-- begin Rows --

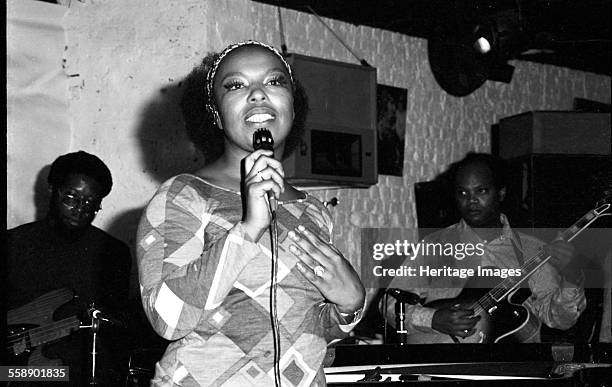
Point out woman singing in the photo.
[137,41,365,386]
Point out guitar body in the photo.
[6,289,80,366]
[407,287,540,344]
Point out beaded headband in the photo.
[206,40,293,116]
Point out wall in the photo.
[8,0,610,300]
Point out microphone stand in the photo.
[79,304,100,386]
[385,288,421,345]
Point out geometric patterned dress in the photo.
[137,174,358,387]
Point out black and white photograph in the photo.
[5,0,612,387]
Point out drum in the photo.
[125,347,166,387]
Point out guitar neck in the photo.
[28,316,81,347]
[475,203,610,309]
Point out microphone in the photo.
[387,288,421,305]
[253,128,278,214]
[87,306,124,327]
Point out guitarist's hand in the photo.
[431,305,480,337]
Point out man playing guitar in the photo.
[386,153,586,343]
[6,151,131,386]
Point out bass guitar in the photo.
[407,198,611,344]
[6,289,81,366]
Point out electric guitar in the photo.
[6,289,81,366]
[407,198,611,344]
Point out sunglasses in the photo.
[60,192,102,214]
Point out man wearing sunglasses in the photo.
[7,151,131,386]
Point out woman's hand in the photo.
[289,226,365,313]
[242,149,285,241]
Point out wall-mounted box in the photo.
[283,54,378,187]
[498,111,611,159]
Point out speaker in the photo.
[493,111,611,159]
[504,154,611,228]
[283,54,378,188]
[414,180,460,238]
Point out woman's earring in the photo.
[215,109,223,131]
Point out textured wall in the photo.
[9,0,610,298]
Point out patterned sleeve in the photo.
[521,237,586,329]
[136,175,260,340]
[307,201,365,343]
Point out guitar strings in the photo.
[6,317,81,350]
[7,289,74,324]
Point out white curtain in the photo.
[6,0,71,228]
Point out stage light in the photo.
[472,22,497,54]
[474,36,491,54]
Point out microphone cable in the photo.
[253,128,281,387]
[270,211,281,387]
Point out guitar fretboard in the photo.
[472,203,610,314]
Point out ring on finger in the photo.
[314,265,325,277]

-- end Rows --

**Stated task**: Reproduce the records from the line "Point out guitar fretboard in the photo." down through the final line, including both ends.

**Solution to this task**:
Point out guitar fretboard in the photo.
[472,203,610,314]
Point out ring on finger in the photo.
[314,265,325,277]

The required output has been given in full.